## [Task objective]
Report every line of the items below that contains the word "hanging", copying each line in full.

(Object pointing dataset rows)
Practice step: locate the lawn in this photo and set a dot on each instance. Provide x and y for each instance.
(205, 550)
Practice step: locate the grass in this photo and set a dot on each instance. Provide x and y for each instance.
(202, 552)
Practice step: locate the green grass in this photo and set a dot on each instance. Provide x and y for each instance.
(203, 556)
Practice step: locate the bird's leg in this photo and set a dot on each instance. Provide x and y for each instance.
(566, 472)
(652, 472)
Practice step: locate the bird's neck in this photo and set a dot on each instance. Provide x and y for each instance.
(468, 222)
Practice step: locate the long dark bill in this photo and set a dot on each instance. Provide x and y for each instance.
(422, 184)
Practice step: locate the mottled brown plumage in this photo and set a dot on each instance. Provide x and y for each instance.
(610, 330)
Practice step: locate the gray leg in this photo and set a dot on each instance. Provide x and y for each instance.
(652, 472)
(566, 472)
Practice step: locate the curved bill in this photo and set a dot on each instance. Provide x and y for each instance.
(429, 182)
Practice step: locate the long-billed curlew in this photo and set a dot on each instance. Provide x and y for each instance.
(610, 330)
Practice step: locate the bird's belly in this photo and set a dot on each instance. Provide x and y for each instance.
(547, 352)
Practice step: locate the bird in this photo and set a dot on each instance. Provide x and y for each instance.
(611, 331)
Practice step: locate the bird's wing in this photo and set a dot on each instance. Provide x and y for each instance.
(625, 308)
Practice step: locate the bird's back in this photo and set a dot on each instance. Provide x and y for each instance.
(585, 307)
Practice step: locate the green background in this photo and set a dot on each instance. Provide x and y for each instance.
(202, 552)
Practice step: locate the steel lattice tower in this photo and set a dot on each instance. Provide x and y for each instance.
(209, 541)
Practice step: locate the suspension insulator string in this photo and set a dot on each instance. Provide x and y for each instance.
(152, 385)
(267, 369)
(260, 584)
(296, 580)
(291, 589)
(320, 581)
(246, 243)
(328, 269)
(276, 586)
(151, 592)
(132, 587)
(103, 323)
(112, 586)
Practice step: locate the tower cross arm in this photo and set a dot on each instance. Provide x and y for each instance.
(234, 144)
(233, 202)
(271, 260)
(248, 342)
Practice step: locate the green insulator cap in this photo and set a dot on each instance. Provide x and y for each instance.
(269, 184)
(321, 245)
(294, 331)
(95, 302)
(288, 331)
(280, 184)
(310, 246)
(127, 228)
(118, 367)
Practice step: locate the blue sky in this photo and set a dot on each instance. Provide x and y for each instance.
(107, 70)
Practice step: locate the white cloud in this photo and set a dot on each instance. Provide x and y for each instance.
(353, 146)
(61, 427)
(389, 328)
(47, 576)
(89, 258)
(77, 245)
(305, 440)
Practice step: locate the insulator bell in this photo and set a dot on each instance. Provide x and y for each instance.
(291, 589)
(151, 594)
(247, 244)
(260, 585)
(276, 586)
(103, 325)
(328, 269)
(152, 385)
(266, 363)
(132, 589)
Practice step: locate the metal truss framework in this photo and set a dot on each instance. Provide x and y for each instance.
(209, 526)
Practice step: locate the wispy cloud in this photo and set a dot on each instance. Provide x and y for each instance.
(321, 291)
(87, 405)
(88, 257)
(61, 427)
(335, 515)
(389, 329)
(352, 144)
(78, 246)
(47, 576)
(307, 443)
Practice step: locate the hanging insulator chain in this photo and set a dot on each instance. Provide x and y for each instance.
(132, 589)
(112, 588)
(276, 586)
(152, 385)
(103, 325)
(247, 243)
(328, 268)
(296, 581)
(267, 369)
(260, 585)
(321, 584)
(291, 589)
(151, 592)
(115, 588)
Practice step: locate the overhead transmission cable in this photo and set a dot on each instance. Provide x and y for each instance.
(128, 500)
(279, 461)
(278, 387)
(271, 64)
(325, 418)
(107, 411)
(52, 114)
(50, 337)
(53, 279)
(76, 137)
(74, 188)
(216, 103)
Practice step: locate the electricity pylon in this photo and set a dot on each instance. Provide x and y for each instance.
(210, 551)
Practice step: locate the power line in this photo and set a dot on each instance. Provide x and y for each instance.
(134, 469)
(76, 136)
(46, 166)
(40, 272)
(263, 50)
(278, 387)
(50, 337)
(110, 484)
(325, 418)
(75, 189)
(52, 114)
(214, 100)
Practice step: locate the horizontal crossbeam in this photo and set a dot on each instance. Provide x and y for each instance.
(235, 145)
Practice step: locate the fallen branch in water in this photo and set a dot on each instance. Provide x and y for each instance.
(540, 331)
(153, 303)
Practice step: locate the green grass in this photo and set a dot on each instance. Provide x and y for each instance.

* * *

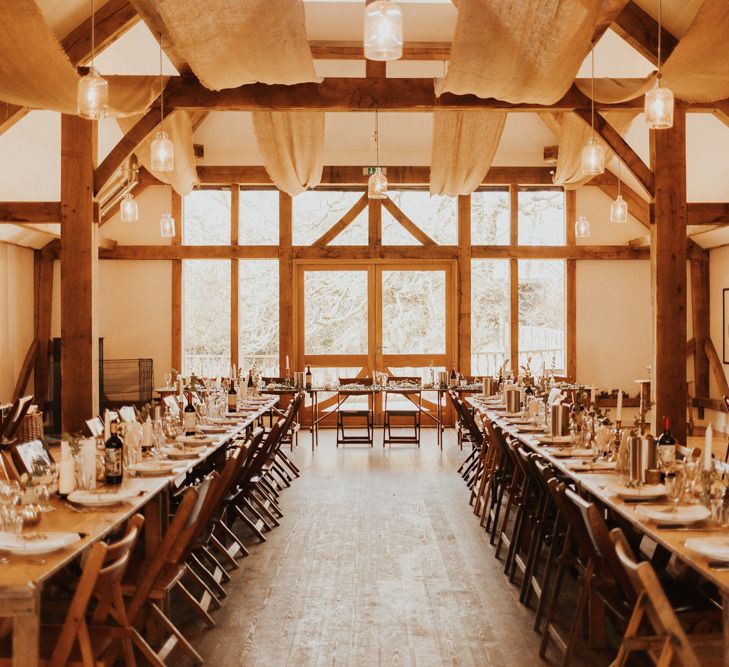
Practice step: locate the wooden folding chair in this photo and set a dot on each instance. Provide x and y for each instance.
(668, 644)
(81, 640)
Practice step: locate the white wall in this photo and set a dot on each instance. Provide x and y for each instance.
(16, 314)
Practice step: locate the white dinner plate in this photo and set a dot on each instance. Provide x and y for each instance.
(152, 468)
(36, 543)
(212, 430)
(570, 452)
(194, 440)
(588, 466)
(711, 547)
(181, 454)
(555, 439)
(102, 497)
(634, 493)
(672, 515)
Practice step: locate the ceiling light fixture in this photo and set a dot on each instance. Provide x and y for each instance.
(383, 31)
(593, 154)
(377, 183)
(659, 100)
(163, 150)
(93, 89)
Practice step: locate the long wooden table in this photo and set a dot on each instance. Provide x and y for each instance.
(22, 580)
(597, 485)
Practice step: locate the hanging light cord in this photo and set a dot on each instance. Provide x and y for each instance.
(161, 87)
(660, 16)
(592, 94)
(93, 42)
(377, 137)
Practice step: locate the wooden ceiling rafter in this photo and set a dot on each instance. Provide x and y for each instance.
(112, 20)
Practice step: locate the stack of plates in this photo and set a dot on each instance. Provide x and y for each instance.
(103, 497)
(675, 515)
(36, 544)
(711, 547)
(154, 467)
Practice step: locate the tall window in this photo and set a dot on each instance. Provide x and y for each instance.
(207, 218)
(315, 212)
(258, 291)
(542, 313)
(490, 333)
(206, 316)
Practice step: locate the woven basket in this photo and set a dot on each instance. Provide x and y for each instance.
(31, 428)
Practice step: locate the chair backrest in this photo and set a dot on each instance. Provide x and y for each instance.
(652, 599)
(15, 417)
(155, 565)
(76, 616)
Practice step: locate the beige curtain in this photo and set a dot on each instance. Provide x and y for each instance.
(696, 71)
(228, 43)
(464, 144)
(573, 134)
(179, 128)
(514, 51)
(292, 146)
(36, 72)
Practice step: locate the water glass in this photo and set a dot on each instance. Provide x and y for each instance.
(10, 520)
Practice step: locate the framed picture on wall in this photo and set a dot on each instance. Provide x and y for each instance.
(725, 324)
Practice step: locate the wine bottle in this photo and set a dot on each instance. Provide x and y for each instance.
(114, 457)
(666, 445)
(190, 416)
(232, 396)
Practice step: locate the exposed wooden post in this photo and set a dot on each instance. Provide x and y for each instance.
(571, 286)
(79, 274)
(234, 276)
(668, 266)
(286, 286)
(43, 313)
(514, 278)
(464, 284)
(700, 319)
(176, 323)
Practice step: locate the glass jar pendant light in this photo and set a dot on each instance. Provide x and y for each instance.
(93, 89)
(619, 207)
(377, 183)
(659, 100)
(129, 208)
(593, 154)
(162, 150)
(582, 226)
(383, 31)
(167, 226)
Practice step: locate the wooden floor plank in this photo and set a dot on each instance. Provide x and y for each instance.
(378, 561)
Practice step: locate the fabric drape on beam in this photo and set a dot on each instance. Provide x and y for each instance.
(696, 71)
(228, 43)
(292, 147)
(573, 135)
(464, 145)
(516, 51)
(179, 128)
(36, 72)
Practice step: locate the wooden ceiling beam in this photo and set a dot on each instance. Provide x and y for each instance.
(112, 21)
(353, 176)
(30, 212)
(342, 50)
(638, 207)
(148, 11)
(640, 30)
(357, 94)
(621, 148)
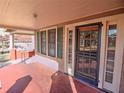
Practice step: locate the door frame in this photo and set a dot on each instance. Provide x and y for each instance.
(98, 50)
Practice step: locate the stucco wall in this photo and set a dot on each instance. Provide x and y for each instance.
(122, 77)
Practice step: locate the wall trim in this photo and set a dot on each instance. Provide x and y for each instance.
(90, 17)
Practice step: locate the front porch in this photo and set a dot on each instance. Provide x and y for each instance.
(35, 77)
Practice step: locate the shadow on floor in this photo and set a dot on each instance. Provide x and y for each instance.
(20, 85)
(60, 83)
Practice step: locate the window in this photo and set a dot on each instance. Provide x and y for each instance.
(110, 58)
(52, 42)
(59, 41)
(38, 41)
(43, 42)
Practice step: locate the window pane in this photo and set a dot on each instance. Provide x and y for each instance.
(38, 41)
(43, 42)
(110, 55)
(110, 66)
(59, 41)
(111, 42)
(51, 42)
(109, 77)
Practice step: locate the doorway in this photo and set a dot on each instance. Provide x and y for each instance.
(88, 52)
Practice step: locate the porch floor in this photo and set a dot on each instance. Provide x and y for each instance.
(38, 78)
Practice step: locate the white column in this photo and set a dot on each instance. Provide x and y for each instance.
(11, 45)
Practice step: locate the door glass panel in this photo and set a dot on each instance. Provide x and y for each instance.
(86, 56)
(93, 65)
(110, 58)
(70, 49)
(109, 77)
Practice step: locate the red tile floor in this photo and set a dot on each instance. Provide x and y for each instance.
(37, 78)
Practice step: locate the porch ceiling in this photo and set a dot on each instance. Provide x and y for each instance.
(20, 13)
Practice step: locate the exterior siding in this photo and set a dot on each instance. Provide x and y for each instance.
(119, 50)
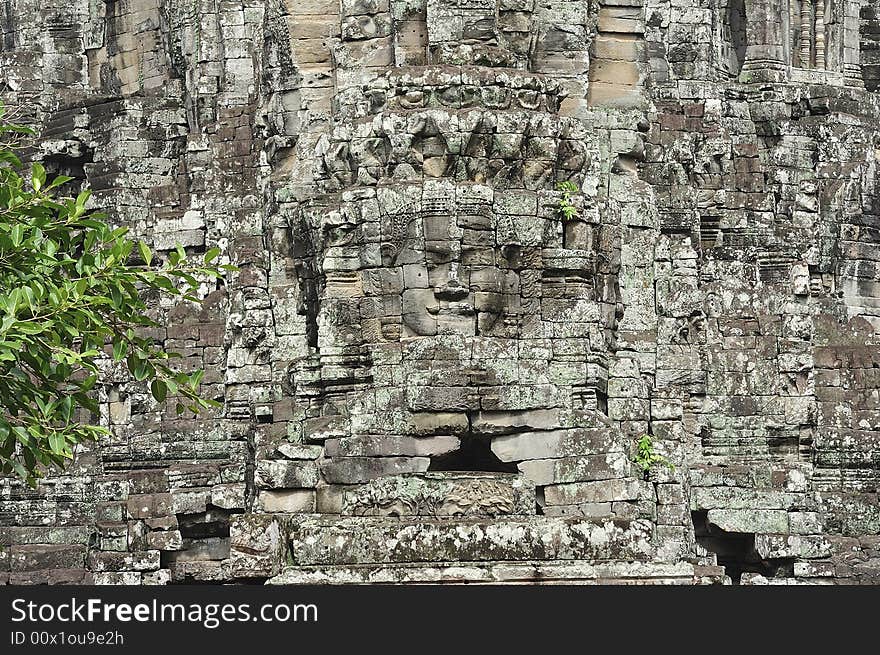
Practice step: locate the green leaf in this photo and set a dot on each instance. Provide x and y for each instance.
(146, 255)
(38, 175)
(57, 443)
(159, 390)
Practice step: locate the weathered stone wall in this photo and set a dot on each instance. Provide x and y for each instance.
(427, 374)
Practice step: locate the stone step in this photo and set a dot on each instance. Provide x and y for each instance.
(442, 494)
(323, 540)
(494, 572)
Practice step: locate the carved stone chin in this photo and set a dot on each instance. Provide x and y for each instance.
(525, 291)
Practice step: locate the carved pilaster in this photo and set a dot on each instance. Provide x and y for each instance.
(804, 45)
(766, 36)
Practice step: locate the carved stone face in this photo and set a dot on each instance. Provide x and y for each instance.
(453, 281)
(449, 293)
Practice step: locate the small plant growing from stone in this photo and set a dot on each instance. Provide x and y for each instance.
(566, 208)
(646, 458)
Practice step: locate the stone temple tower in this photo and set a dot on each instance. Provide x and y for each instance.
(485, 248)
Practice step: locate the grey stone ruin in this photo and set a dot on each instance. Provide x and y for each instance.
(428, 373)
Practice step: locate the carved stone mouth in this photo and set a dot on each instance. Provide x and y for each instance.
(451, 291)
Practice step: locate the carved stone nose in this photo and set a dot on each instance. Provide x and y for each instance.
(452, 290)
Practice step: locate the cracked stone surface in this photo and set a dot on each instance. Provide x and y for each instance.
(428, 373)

## [Output for this task]
Practice step: locate the hanging insulator chain in this photo and set a dot on each instance. Provide x and y for each instance.
Practice step: locate the hanging light cord in this photo and set a dot on each instance. Provide x and y for each instance.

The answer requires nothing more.